___ PAGE ___
Łódzka Kolej Aglomeracyjna (Łódź Metropolitan Railway) is a commuter and regional rail service operating between the Polish city of Łódź and surrounding towns in the Łódź Voivodeship (province).

The company was founded in 2010. It is fully owned by the Łódź Voivodeship government.

Services 

The Railway operates services to destinations between Łódź and the following towns and cities:
Koluszki, 
Kutno, 
Łowicz, 
Sieradz, 
Skierniewice,
Zgierz.

On weekends, services operate between Łódź and the Warszawa Wschodnia railway station in Warsaw.

The main termini stations of the network are Łódź Kaliska, Zgierz and Łódź Widzew. 
Services are operated on railway tracks owned by PKP Polskie Linie Kolejowe, which are shared with other rail operators. 
The central sections of ŁKA form a circular line encircling the city of Łódź, running between Łódź Kaliska railway station and the Widzew railway station in the Łódź suburb of Widzew, the town of Zgierz, and concluding at Łódź Kaliska railway station. Although the system maps and timetables depict a circular line, in reality, there is no service that runs continually around the city. Instead, commuters must catch trains travelling to an outlying destination, and change at one of the three main stations to continue travelling around the circular line.

History 
The company was established in May 2010 by the Łódź Voivodeship Government.

The Voivodeship undertook a major rail upgrade program worth €72m, 50% of which was funded by the European Union. The program involved upgrading rail tracks and existing railway stations, constructing new railway stations at a number of regional locations, and undertaking a major reconstruction of the existing station in Widzew. A new train maintenance depot was also constructed in Widzew. The program also involved improving bus connections, building park and ride facilities, ticket facilities, and purchasing a fleet of 20 new trains.

The Railway commenced operation on June 15, 2014.

The Voivodeship Government has indicated that it intends to purchase 14 more trains and extend services to Radom, Piotrków Trybunalski, Skierniewice, Bełchatów and Złoczew.
___ RECORDS ___
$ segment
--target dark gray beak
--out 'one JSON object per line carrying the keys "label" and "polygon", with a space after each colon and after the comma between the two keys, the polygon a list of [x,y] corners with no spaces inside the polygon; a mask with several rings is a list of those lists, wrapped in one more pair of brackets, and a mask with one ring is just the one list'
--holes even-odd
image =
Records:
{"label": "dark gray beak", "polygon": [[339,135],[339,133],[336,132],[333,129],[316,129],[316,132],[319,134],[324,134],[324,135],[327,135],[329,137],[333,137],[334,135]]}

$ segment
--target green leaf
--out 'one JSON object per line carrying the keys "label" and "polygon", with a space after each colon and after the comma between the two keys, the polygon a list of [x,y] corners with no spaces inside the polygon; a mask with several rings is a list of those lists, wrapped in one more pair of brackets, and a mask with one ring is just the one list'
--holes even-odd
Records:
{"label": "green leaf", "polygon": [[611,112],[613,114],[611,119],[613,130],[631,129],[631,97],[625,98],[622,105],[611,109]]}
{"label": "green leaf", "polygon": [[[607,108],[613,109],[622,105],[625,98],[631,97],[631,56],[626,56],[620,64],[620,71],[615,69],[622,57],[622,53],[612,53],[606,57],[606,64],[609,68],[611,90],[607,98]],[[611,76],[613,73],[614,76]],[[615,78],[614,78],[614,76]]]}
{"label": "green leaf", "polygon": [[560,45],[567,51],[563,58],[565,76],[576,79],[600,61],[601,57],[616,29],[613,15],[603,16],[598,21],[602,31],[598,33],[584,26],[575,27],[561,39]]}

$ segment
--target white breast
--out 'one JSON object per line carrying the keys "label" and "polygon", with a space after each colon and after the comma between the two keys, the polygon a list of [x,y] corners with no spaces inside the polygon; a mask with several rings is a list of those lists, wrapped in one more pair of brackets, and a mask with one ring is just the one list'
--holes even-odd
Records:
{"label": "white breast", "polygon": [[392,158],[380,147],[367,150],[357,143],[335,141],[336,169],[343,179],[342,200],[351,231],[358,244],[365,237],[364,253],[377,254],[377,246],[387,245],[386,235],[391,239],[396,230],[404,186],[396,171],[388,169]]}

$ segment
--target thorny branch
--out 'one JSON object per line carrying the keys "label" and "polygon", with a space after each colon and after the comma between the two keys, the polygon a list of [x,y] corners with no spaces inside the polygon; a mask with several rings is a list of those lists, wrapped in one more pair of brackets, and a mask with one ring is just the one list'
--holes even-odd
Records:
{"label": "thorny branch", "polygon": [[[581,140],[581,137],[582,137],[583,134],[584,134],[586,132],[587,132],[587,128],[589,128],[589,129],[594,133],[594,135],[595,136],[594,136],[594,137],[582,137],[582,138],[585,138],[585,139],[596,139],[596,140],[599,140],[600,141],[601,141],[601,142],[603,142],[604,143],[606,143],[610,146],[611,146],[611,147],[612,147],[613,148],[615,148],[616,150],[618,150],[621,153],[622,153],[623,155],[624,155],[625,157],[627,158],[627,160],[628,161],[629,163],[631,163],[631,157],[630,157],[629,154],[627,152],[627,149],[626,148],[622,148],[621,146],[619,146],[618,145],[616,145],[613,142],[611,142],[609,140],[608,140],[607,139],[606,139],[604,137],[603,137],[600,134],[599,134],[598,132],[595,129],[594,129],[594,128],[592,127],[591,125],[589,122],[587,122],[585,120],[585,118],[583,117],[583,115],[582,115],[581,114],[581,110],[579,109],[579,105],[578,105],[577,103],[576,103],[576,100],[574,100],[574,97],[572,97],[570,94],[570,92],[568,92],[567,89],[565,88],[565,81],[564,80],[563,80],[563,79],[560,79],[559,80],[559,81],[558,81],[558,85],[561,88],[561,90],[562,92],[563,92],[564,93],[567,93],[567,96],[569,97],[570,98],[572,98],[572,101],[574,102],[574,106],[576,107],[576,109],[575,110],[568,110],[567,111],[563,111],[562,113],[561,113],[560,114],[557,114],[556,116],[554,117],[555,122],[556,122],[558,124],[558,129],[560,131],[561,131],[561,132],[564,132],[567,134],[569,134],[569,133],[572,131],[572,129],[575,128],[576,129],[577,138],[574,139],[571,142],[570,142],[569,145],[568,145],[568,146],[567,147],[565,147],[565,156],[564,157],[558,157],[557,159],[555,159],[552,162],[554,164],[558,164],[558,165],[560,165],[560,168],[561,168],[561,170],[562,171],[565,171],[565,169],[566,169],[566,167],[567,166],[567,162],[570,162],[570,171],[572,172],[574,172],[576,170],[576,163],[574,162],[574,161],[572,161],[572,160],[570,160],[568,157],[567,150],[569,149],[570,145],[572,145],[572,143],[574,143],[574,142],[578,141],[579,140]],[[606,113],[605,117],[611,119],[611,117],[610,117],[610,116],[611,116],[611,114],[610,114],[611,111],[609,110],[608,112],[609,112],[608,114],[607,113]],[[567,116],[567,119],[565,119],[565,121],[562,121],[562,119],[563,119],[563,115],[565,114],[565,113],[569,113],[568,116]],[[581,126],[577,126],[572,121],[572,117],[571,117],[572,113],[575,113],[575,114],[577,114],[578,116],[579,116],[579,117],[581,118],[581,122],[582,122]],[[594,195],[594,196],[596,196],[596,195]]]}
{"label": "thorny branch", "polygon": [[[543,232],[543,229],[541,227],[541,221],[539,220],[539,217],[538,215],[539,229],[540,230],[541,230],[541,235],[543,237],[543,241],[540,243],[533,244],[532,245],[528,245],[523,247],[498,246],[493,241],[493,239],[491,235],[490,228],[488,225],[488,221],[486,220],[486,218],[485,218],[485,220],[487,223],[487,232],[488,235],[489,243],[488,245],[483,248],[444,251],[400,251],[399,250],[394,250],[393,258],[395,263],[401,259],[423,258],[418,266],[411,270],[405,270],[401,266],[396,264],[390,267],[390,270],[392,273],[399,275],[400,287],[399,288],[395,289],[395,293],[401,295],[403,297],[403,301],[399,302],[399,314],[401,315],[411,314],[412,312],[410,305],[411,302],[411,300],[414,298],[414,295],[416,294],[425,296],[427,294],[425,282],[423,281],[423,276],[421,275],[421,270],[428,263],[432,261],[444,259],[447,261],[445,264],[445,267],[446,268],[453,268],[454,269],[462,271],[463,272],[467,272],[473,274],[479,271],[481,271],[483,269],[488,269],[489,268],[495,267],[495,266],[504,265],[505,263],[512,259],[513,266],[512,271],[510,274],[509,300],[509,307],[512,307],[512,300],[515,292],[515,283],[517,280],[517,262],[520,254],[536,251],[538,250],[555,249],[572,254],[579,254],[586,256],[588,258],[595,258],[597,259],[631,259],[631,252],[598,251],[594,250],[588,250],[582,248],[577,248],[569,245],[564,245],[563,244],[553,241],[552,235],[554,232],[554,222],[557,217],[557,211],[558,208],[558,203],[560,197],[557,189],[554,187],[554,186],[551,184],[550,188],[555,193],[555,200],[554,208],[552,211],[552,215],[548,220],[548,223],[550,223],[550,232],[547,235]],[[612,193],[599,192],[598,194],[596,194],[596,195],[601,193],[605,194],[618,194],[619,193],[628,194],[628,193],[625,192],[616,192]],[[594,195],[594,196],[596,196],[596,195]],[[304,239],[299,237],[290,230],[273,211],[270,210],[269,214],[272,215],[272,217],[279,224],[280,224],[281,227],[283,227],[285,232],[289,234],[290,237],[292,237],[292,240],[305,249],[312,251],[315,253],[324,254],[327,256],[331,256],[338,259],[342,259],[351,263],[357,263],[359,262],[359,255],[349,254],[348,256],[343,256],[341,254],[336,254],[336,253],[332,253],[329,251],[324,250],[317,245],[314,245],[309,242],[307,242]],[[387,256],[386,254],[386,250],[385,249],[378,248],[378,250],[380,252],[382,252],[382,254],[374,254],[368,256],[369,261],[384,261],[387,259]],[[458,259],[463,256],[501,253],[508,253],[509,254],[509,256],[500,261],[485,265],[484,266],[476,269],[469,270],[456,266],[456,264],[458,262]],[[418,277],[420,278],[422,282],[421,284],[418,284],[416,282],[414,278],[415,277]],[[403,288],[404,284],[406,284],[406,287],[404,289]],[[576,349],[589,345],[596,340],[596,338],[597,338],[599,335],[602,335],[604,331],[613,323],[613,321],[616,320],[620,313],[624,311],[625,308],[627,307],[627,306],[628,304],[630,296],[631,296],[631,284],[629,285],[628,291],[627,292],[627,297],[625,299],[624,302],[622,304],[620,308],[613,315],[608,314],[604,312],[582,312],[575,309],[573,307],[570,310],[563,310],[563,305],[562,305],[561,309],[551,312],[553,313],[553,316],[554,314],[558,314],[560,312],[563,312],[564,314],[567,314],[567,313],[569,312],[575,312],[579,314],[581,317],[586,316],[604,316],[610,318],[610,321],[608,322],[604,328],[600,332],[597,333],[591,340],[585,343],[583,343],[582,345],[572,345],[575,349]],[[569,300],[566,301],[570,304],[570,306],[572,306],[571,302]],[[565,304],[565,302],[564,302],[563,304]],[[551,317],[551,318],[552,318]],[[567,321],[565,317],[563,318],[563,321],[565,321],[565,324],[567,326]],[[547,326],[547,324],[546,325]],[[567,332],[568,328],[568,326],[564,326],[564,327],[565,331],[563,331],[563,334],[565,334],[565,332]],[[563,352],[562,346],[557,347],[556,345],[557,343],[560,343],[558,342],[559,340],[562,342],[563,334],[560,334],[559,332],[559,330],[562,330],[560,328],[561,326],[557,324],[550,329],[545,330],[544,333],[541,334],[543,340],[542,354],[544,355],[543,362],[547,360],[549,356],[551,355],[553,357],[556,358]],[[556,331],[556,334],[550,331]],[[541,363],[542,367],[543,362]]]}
___
__SET TASK__. Can you copy the passage of the Łódź Metropolitan Railway text above, from "The Railway operates" up to and including "and Łódź Widzew.", word for word?

__OUTPUT FOR THIS TASK__.
The Railway operates services to destinations between Łódź and the following towns and cities:
Koluszki, 
Kutno, 
Łowicz, 
Sieradz, 
Skierniewice,
Zgierz.

On weekends, services operate between Łódź and the Warszawa Wschodnia railway station in Warsaw.

The main termini stations of the network are Łódź Kaliska, Zgierz and Łódź Widzew.